■ Work to complete
(a) Answer these questions using the passage on image segmentation. Put each answer on its own line, marked like its question.
(i) What do the catchment basins represent in this image?
(ii) Where are the non-significant minima located?
(iii) Besides their depths, which two properties of the small basins can be taken into account when merging them?
(b) Pick up the passage on image segmentation where it stops and write its next few sentences.

■ Excerpted text
------------------------
The areas inside two relatively high peaks represent the catchment basins (CBs), i.e., in this image the grains, whose boundaries should be detected. A closer inspection of this profile shows that the non-significant minima, which are responsible for the over-segmentation, are located between two small peaks. To achieve a reliable segmentation all these small, non-significant, minima should be somehow ignored. The relative difference between peak heights then suggests an effective way to segment this image. It is possible to merge all the small basins taking into account not only their depths but, as well as, their areas and volumes.
------------------------
■ Supplied material
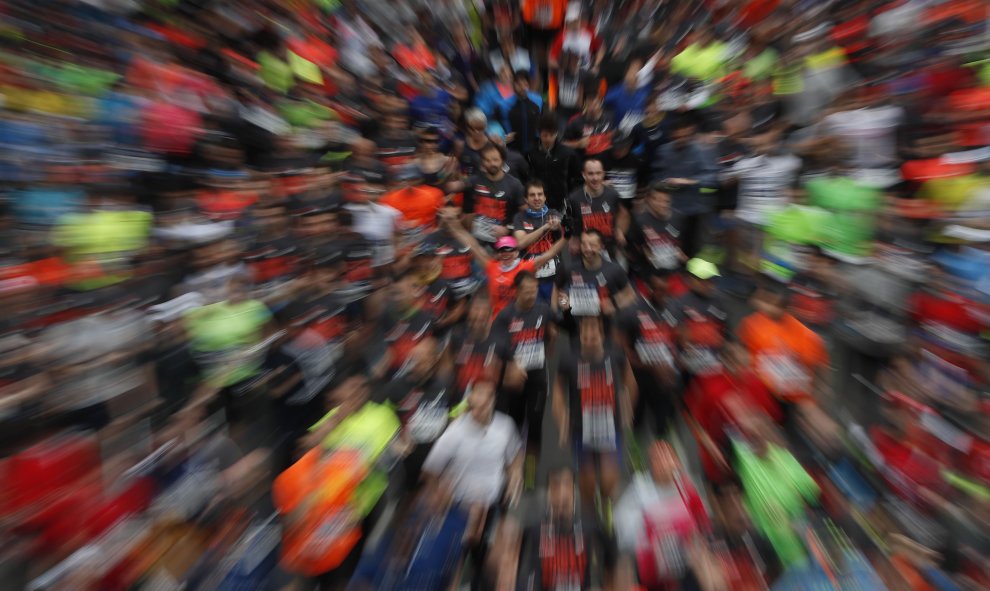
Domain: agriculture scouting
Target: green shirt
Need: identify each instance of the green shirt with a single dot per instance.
(776, 490)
------------------------
■ Answer list
(a)
(i) The grains.
(ii) Between two small peaks.
(iii) Their areas and volumes.

(b)
Since the relief is being flooded from the bottom of each catchment basin, all local minima are progressively detected and eventually merged as the flooding takes place, as illustrated in Fig. 5. The ABA algorithm embeds a set of rules into the original non-hierarchical watershed algorithm to guide the catchment basins merging process. Combining these rules it is possible to merge, to delay or even to prevent the catchment basin's merging. The method was implemented to allow the free combination of these parameters, i.e.; the user has the option to chose which parameters to use. This simple expedient allows the direct segmentation of the original image without the need of previous filtering or markers detection steps, usually required by the watershed transform. The catchment basin's depths, areas and volumes are constantly monitored for each basin as the flooding occurs. An additional set of rules, providing intrinsecal filtering capacity, is used to suppress the noise. Figure 6 shows snapshots of the flooding process for different values of the height attribute.

Figure 5. Attributes of a catchment basin.

Figure 6. Time sequence absorptions for different h values (depth) during flooding with ABA.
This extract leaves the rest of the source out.